### WHAT IS REQUIRED
Copy out the data below word for word, starting at the line that contains "Exercise. Point out the tall" and continuing through the last line of the data.

(Data extracted from a collection)
[START]
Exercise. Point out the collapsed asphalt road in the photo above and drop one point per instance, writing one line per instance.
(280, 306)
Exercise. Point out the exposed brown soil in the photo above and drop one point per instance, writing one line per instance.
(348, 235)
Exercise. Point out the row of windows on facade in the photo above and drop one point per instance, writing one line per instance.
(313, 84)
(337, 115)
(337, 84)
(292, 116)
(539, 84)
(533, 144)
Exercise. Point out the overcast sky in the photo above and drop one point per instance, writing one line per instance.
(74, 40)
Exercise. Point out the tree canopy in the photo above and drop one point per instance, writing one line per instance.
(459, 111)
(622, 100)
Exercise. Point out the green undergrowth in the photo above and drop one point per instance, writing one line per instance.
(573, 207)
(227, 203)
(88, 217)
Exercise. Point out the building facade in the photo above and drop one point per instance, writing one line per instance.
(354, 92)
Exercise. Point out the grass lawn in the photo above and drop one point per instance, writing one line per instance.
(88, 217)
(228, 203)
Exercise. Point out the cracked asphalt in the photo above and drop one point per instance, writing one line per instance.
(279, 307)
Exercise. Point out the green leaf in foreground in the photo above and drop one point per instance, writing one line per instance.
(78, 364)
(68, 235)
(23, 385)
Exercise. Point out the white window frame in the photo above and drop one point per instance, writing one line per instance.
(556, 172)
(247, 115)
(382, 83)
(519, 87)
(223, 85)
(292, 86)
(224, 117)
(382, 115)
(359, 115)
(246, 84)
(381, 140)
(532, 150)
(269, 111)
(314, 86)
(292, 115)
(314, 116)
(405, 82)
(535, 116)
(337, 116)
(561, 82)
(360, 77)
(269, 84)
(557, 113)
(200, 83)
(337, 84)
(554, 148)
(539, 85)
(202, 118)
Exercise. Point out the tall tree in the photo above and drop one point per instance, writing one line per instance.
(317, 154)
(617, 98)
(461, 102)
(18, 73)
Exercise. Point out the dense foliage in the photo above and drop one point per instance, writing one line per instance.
[END]
### SOLUTION FOR THIS PROBLEM
Exercise. Point out the tall tree in the photo above and drop one point per instance, writing one line per instance.
(317, 154)
(617, 98)
(461, 102)
(18, 73)
Exercise. Point out the dense foliage in the photo above and drop one point per instance, writing one line per instance.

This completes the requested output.